Your answer must be one number: the count of lines below that include "query".

────────────────────────────────────────

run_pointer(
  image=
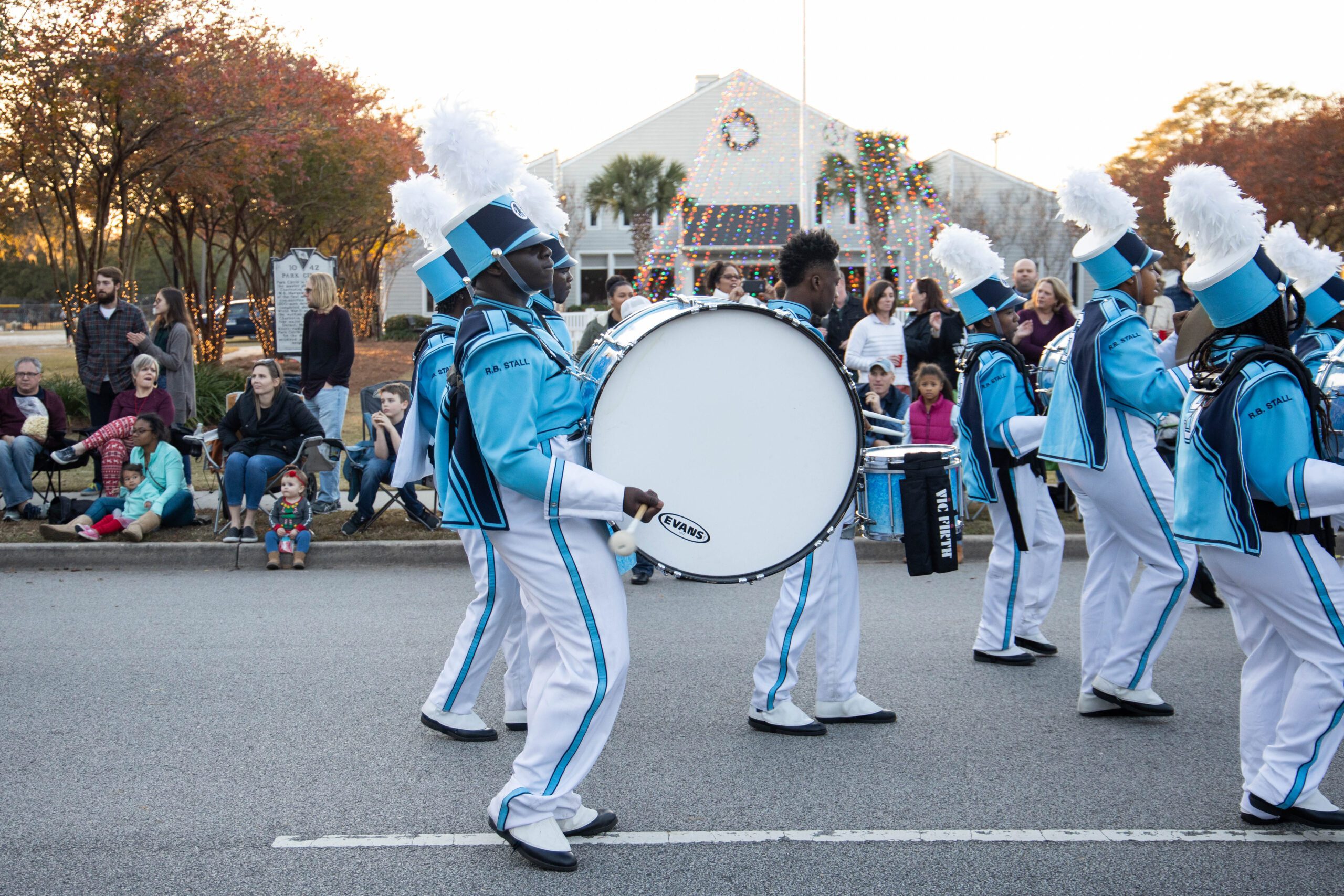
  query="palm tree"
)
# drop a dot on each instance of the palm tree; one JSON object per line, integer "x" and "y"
{"x": 635, "y": 190}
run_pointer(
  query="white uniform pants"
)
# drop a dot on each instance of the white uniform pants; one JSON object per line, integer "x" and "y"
{"x": 1287, "y": 606}
{"x": 1021, "y": 585}
{"x": 1127, "y": 512}
{"x": 579, "y": 645}
{"x": 494, "y": 620}
{"x": 820, "y": 593}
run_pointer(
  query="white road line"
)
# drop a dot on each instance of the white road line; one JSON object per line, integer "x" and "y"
{"x": 668, "y": 837}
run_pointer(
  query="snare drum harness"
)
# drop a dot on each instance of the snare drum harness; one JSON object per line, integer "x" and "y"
{"x": 984, "y": 456}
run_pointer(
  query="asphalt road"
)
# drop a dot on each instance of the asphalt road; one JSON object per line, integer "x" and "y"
{"x": 159, "y": 731}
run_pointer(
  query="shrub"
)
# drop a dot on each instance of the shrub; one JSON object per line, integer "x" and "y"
{"x": 68, "y": 386}
{"x": 405, "y": 327}
{"x": 213, "y": 385}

────────────────────────────────────────

[ANSWER SPACE]: 6